◆ **Set task 1**: In the passage on refactoring and unit testing, which methods does the BuildStatus class define?
◆ **Set task 2**: Can you resume the passage on refactoring and unit testing, picking up after its last line?

While, in this case, we were able to test the code by setting the respective mock objects in place, it’s also true that we had to patch quite a lot in proportion to the total lines of code for the main functionality. There is no rule about the ratio of pure productive code being tested versus how many parts of that code we have to mock, but certainly, by using common sense, we can see that, if we had to patch quite a lot of things in the same parts, something is not clearly abstracted, and it looks like a code smell.
3. Refactoring¶
Refactoring is a critical activity in software maintenance, yet something that can’t be done (at least correctly) without having unit tests. Every now and then, we need to support a new feature or use our software in unintended ways. We need to realize that the only way to accommodate such requirements is by first refactoring our code, make it more generic. Only then can we move forward.
Typically, when refactoring our code, we want to improve its structure and make it better, sometimes more generic, more readable, or more flexible. The challenge is to achieve these goals while at the same time preserving the exact same functionality it had prior to the modifications that were made. This means that, in the eyes of the clients of those components we’re refactoring, it might as well be the case that nothing had happened at all.
This constraint of having to support the same functionalities as before but with a different version of the code implies that we need to run regression tests on code that was modified. The only cost-effective way of running regression tests is if those tests are automatic. The most cost-effective version of automatic tests is unit tests.
3.1. Evolving our code¶
In the previous example, we were able to separate out the side-effects from our code to
make it testable by patching those parts of the code that depended on things we couldn’t
control on the unit test. This is a good approach since, after all, the mock.patch
function
comes in handy for these sorts of task and replaces the objects we tell it to, giving us back a
Mock
object.
The downside of that is that we have to provide the path of the object we are going to mock, including the module, as a string. This is a bit fragile, because if we refactor our code (let’s say we rename the file or move it to some other location), all the places with the patch will have to be updated, or the test will break.
In the example, the fact that the notify()
method directly depends on an implementation
detail (the requests module) is a design issue, that is, it is taking its toll on the unit tests as
well with the aforementioned fragility that is implied.
We still need to replace those methods with doubles (mocks), but if we refactor the code, we can do it in a better way. Let’s separate these methods into smaller ones, and most importantly inject the dependency rather than keep it fixed. The code now applies the dependency inversion principle, and it expects to work with something that supports an interface (in this example, implicit one) such as the one the requests module provides:
from datetime import datetime
from constants import STATUS_ENDPOINT
class BuildStatus:
endpoint = STATUS_ENDPOINT
def __init__(self, transport):
self.transport = transport
@staticmethod
def build_date() -> str:
return datetime.now().isoformat()
def compose_payload(self, merge_request_id, status) -> dict:
return {
"id": merge_request_id,
"status": status,
"built_at": self.build_date(),
}
def deliver(self, payload):
response = self.transport.post(self.endpoint, json=payload)
response.raise_for_status()
return response
def notify(self, merge_request_id, status):
return self.deliver(self.compose_payload(merge_request_id, status))
We separate the methods (not notify is now compose + deliver),
make compose_payload()
a new method (so that we can replace, without the need to
patch the class), and require the transport dependency to be injected. Now that
transport is a dependency, it is much easier to change that object for any double we want.
It is even possible to expose a fixture of this object with the doubles replaced as required:
@pytest.fixture
def build_status():
bstatus = BuildStatus(Mock())

◆ **Dataset content**:

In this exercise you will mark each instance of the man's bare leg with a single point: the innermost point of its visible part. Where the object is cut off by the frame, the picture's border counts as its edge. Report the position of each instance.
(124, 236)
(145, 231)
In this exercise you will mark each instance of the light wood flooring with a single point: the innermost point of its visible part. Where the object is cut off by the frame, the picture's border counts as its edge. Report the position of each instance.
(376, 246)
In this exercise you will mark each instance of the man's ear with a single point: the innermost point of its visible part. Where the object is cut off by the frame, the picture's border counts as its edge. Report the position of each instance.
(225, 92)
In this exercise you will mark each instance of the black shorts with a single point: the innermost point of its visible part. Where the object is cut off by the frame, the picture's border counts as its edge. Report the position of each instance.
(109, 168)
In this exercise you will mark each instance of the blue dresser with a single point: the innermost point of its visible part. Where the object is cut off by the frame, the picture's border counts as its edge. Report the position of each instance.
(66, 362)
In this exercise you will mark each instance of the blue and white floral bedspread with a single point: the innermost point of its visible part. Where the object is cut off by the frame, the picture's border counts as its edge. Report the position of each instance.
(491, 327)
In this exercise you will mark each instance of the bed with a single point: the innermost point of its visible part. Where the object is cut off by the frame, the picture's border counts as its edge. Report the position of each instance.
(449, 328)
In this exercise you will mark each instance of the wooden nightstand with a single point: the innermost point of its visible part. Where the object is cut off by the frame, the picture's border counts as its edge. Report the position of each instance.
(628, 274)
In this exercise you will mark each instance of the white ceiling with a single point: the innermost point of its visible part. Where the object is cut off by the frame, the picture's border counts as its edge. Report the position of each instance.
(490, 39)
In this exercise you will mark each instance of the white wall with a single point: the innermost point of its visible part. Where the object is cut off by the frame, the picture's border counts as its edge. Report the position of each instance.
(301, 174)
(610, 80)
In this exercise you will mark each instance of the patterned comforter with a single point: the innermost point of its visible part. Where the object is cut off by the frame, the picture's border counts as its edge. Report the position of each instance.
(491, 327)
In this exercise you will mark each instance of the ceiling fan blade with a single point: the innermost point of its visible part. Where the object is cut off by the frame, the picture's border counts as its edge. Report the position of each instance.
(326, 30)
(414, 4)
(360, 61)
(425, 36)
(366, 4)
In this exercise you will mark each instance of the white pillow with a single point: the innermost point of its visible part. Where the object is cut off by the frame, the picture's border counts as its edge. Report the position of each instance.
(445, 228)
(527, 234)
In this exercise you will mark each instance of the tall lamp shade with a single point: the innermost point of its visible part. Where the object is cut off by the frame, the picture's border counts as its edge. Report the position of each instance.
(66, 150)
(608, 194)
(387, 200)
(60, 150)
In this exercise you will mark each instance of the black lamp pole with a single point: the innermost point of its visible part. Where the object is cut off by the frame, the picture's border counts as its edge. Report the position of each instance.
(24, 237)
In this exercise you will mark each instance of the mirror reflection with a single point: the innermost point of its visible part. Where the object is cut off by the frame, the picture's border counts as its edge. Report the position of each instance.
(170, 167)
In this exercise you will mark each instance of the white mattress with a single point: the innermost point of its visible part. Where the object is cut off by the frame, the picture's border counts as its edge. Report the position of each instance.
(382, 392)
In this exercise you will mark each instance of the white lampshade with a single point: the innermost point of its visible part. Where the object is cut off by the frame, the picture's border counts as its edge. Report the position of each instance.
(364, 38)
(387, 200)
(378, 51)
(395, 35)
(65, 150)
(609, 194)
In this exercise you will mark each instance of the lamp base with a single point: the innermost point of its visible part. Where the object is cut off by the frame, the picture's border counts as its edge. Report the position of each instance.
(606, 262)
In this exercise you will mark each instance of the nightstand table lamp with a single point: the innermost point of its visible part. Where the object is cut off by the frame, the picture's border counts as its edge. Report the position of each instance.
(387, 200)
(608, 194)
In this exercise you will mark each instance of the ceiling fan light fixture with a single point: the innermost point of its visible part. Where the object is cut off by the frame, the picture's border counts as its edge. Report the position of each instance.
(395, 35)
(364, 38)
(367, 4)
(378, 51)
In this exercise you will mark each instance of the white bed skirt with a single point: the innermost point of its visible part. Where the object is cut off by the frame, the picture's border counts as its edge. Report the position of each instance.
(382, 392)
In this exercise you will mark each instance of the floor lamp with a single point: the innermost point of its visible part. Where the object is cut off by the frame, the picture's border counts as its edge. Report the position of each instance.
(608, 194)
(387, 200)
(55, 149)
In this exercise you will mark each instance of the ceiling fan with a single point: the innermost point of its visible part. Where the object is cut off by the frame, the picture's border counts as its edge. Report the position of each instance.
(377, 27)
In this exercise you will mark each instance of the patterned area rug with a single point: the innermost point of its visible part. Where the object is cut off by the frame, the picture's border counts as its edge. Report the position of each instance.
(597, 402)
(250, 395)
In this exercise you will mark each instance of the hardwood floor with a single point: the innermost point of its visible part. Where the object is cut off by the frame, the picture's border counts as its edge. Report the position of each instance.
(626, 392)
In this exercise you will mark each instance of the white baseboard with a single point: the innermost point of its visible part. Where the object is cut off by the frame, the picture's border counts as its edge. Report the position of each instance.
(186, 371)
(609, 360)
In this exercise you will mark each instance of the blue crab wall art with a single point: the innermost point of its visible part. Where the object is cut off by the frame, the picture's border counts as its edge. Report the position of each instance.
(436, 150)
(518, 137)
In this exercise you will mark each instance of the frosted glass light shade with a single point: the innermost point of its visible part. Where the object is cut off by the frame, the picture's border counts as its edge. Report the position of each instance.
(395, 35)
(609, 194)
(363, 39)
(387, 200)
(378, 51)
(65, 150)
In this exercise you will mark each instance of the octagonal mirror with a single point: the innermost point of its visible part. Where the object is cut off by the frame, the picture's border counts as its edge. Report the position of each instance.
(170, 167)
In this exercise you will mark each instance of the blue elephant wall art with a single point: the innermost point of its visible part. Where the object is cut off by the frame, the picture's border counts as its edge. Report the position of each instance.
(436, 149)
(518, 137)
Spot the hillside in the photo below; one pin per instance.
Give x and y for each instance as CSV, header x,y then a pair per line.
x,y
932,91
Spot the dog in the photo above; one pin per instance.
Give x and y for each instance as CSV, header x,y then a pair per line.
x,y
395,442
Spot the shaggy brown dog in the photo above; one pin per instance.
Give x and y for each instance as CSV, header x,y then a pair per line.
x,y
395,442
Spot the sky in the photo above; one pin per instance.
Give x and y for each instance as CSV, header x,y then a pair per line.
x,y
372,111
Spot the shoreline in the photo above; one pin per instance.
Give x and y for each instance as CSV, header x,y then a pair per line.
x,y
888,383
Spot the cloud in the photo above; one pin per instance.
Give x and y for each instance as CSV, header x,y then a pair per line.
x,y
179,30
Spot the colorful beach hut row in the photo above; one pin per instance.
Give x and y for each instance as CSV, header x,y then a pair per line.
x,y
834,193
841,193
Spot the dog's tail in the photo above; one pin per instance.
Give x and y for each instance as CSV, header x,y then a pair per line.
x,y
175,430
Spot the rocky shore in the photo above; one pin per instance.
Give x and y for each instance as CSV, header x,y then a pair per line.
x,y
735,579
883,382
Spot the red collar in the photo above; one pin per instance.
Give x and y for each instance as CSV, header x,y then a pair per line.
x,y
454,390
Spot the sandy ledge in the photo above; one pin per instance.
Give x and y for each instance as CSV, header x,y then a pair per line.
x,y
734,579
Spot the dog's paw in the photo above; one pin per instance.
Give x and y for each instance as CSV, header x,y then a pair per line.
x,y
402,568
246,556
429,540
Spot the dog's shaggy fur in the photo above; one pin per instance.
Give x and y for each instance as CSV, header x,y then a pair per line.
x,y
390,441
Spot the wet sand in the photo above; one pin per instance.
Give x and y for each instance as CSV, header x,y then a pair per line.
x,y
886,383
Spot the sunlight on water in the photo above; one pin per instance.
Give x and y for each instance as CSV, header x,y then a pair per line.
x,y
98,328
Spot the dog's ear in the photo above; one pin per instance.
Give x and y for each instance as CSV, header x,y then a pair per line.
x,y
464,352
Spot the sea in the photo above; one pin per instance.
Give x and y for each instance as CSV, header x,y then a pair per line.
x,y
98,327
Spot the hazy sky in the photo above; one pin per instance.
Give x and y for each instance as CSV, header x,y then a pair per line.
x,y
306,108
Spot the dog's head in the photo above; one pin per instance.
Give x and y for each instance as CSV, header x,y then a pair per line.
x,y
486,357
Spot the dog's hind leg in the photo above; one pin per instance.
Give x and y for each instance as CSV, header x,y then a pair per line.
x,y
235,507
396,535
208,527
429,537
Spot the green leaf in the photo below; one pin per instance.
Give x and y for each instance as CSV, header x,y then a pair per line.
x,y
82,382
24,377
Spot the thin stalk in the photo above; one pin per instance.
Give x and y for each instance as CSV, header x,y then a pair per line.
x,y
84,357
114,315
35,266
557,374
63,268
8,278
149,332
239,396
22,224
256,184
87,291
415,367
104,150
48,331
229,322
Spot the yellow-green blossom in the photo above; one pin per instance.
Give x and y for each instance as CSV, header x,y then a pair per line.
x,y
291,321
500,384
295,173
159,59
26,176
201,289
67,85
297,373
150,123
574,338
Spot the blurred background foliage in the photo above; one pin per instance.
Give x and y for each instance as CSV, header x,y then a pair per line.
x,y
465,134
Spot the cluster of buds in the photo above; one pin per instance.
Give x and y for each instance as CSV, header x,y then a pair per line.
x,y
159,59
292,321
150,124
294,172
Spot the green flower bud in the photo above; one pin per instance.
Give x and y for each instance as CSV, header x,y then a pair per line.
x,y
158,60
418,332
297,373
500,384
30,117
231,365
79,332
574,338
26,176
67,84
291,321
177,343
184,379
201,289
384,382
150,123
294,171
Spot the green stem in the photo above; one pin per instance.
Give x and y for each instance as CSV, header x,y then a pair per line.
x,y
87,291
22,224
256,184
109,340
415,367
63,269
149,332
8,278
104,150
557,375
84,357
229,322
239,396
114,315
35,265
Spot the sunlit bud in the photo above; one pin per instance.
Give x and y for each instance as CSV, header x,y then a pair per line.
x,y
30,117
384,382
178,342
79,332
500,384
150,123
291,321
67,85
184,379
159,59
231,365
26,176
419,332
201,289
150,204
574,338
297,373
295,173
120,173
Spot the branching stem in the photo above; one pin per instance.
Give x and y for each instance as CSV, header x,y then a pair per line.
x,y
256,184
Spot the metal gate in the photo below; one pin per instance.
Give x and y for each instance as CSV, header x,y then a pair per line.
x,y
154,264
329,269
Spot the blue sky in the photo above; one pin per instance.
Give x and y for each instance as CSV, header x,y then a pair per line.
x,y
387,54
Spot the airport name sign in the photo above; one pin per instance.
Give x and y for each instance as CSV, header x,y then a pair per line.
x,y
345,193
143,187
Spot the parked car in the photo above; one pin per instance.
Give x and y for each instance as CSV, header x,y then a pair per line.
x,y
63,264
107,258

◆ **Task result 1**: __init__, build_date, compose_payload, deliver, notify

◆ **Task result 2**:
bstatus.build_date = Mock(return_value="2018-01-01T00:00:01")
return bstatus
def test_build_notification_sent(build_status):
build_status.notify(1234, "OK")
expected_payload = {
"id": 1234,
"status": "OK",
"built_at": build_status.build_date(),
}
build_status.transport.post.assert_called_with(build_status.endpoint, json=expected_payload)
3.2. Production code isn’t the only thing that evolves¶
We keep saying that unit tests are as important as production code. And if we are careful enough with production code as to create the best possible abstraction, why wouldn’t we do the same for unit tests?
If the code for unit tests is as important as the main code, then it’s definitely wise to design it with extensibility in mind and make it as maintainable as possible. After all, this is the code that will have to be maintained by an engineer other than its original author, so it has to be readable.
The reason why we pay so much attention to make the code’s flexibility is that we know requirements change and evolve over time, and eventually as domain business rules change, our code will have to change as well to support these new requirements. Since the production code changed to support new requirements, in turn, the testing code will have to change as well to support the newer version of the production code.
In one of the first examples we used, we created a series of tests for the merge request object, trying different combinations and checking the status at which the merge request was left. This is a good first approach, but we can do better than that.
Once we understand the problem better, we can start creating better abstractions. With this,
the first idea that comes to mind is that we can create a higher-level abstraction that checks
for particular conditions. For example, if we have an object that is a test suite that
specifically targets the MergeRequest
class, we know its functionality will be limited to the
behavior of this class (because it should comply to the SRP), and therefore we could create
specific testing methods on this testing class. These will only make sense for this class, but
that will be helpful in reducing a lot of boilerplate code.
Instead of repeating assertions that follow the exact same structure, we can create a method that encapsulates this and reuse it across all of the tests:
class TestMergeRequestStatus(unittest.TestCase):
def setUp(self):
self.merge_request = MergeRequest()
def assert_rejected(self):
self.assertEqual(self.merge_request.status, MergeRequestStatus.REJECTED)
def assert_pending(self):
self.assertEqual(self.merge_request.status, MergeRequestStatus.PENDING)
def assert_approved(self):
self.assertEqual(self.merge_request.status, MergeRequestStatus.APPROVED)
def test_simple_rejected(self):
self.merge_request.downvote("maintainer")
self.assert_rejected()
def test_just_created_is_pending(self):
self.assert_pending()
If something changes with how we check the status of a merge request (or let’s say we want
to add extra checks), there is only one place (the assert_approved()
method) that will
have to be modified. More importantly, by creating these higher-level abstractions, the code
that started as merely unit tests starts to evolve into what could end up being a testing
framework with its own API or domain language, making testing more declarative.
4. More about unit testing¶
With the concepts we have revisited so far, we know how to test our code, think about our design in terms of how it is going to be tested, and configure the tools in our project to run the automated tests that will give us some degree of confidence over the quality of the software we have written.
If our confidence in the code is determined by the unit tests written on it, how do we know that they are enough? How could we be sure that we have been through enough on the test scenarios and that we are not missing some tests? Who says that these tests are correct? Meaning, who tests the tests?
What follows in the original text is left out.